**Given exercise**.
Repeat the lines below, swapping "innermost point" for "central point" everywhere it appears and leaving everything else unchanged.

**Entries**.
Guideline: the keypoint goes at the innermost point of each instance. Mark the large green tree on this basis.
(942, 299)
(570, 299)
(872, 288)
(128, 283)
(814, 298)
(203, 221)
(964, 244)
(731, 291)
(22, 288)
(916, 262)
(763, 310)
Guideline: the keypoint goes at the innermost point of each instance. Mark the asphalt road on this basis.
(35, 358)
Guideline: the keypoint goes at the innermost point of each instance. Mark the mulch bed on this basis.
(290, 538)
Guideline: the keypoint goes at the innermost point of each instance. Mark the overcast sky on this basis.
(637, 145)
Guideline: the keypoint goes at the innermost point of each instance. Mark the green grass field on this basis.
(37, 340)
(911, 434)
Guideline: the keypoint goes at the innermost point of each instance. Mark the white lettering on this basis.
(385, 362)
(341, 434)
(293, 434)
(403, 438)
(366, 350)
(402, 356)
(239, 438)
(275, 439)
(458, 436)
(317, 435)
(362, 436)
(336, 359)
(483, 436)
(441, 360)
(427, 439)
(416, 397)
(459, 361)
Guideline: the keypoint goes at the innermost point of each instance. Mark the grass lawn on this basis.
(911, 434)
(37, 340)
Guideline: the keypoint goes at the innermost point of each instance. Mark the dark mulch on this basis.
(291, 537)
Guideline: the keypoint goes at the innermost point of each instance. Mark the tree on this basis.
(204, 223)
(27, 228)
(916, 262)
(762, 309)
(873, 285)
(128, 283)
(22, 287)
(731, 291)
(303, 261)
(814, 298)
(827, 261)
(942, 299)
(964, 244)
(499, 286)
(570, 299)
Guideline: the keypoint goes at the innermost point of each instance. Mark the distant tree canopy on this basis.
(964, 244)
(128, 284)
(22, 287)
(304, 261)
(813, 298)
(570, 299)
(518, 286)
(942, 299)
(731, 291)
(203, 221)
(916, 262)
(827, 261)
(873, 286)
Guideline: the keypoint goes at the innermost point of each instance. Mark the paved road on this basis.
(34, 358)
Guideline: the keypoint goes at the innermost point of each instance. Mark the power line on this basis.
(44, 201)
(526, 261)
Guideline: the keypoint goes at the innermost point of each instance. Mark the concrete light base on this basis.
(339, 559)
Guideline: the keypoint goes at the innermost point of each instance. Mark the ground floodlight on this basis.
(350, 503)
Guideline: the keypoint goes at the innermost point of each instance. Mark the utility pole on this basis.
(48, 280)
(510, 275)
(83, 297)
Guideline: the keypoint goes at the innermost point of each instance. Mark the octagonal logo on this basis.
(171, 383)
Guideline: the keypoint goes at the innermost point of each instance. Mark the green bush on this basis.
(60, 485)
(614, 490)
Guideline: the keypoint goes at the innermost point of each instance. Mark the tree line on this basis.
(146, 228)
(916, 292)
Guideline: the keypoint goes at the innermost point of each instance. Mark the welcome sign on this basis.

**Task result**.
Guideline: the keypoint goes at the central point of each instance. Mark the large green tree on this basis.
(942, 299)
(570, 299)
(872, 288)
(128, 283)
(814, 298)
(203, 221)
(964, 244)
(731, 291)
(22, 288)
(916, 262)
(763, 310)
Guideline: the keypoint goes at the central point of each instance. Mark the asphalt road on this basis.
(35, 358)
Guideline: the keypoint goes at the central point of each instance. Mark the mulch bed on this basis.
(290, 538)
Guideline: the keypoint goes at the central point of each instance. Mark the overcast sky on this basis.
(637, 145)
Guideline: the keypoint goes at the central point of each instance. Mark the green grass field on this basis.
(37, 340)
(911, 434)
Guideline: the keypoint goes at the central point of each instance. Mark the white lettering on this basis.
(385, 362)
(341, 434)
(293, 434)
(403, 438)
(366, 350)
(402, 356)
(239, 438)
(275, 439)
(458, 436)
(317, 435)
(362, 436)
(336, 359)
(483, 436)
(441, 360)
(427, 439)
(416, 397)
(459, 361)
Guideline: the keypoint goes at the central point of each instance. Mark the grass lawn on this basis.
(911, 434)
(37, 340)
Guideline: the keypoint goes at the central point of each instance. Mark the dark mulch on this basis.
(291, 537)
Guideline: the keypoint goes at the central point of each instance. Mark the tree on this basis.
(204, 223)
(27, 228)
(916, 262)
(762, 309)
(873, 285)
(128, 283)
(22, 287)
(731, 291)
(303, 261)
(814, 298)
(827, 261)
(942, 299)
(964, 244)
(499, 286)
(570, 299)
Guideline: the keypoint goes at the central point of each instance. Mark the distant tree canopy on this basis.
(964, 244)
(128, 284)
(22, 287)
(304, 261)
(813, 298)
(570, 299)
(518, 286)
(942, 299)
(731, 291)
(203, 221)
(916, 262)
(827, 261)
(873, 286)
Guideline: the keypoint goes at the central point of each instance. Mark the paved road on this basis.
(34, 358)
Guideline: the keypoint goes at the central point of each instance. Mark the power line on this basis.
(44, 201)
(526, 261)
Guideline: the keypoint goes at the central point of each instance. Mark the concrete light base on this basis.
(339, 559)
Guideline: the keypoint goes at the central point of each instance. Mark the ground floodlight on this basis.
(350, 503)
Guideline: the keypoint goes at the central point of each instance. Mark the utility pole on this basis.
(48, 280)
(510, 275)
(83, 297)
Guideline: the keypoint goes at the central point of each instance. Mark the octagonal logo on this basis.
(171, 383)
Guideline: the keypoint goes at the central point of each instance. Mark the green bush on this basis.
(60, 485)
(614, 490)
Guideline: the keypoint goes at the central point of each instance. Mark the tree line on this basis.
(146, 228)
(916, 292)
Guideline: the keypoint goes at the central point of each instance. Mark the welcome sign on this basis.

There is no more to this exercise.